Harness builds an end to end data platform with dlt + SQLMesh
Summary
Harness relies on dlt to handle the extraction, normalisation and loading of data sources. Creating new data sources and adding them as data pipelines is handled with dlt. As of today there are 14 active sources and growing: 6 marketing & sales data sources (Salesforce, Zendesk, Marketo, Qualified, Showpad, people.ai); 4 tool sources (GitHub, Confluence, Jira, Asana); 2 production data sources (MongoDB, Timescale).
dlt also handles schema automation and evolution. dlt is integrated in the Harness UI. Internal stakeholders at Harness can control what resources of each source are enabled or disabled through the Harness UI. Thus these stakeholders, including product, business, and operation teams, can independently satisfy a majority of their data needs through self-service. The teams built multi-touch attribution for how Harness acquires customers, and models for how Harness customers utilize licenses. If the teams want to build anything else to push the company forward, they don't need to wait for permission or data access to do it. All kinds of new reporting is being done that wasn't possible before.
Once the data is in their data warehouse - Harness uses BigQuery - the company uses SQLMesh. SQLMesh provides data contracts between the data that is in the data warehouse and how it is being transformed downstream to data users. Because SQLMesh provides column level lineage the company can take a data model and then figure out for each column what the upstream columns are that feed into it.
Harness even went a step further and integrated dlt and sqlmesh to achieve interoperability between them. dlt is able to automatically update sqlmesh external models. At the same time Harness can also use the command sqlmesh plan that lets the company manage the evolving dlt schema. One of the future integration projects is to create an operational dashboard which assesses the health (data freshness, pipeline health) of individual data columns per model in a fully automated way.

========

▶ PROBLEMS AND TASKS
- A) Answer these questions from the text on the Harness data platform:
(i) How many active sources does Harness have?
(ii) Which data warehouse does Harness use?
(iii) What is dlt able to update automatically?
- B) Repeat the passage of the text on the Harness data platform word for word, starting at "Harness even went" and ending at "fully automated way.".

▶ GIVEN INFORMATION
========

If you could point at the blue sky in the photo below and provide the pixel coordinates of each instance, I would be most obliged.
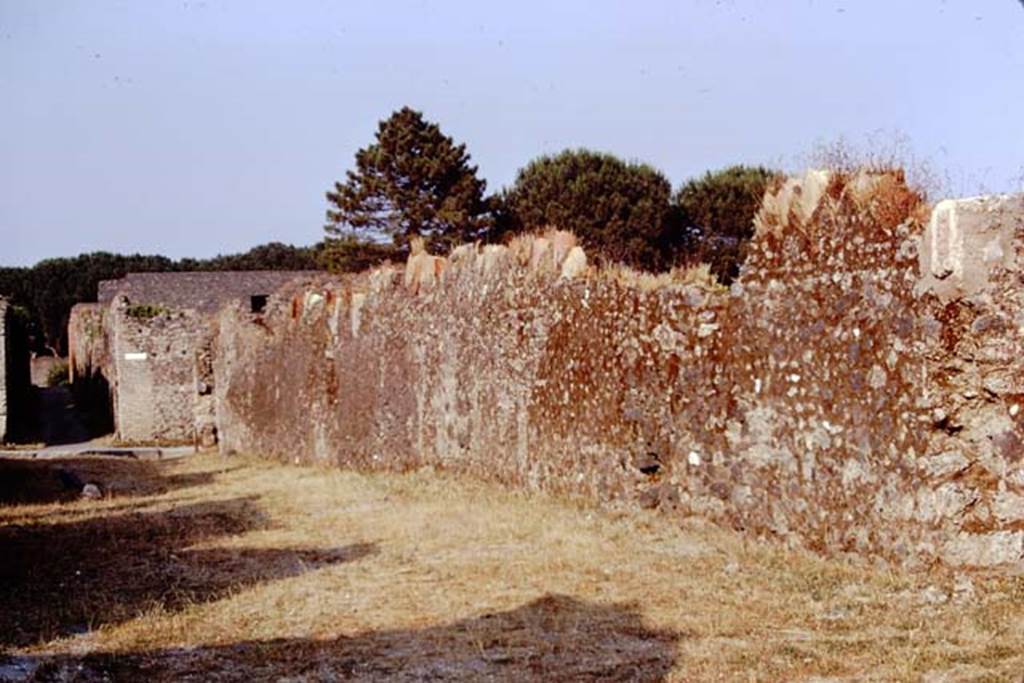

========

▶ SOLVED TASKS
- A)
(i) 14
(ii) BigQuery
(iii) sqlmesh external models

- B)
Harness even went a step further and integrated dlt and sqlmesh to achieve interoperability between them. dlt is able to automatically update sqlmesh external models. At the same time Harness can also use the command sqlmesh plan that lets the company manage the evolving dlt schema. One of the future integration projects is to create an operational dashboard which assesses the health (data freshness, pipeline health) of individual data columns per model in a fully automated way.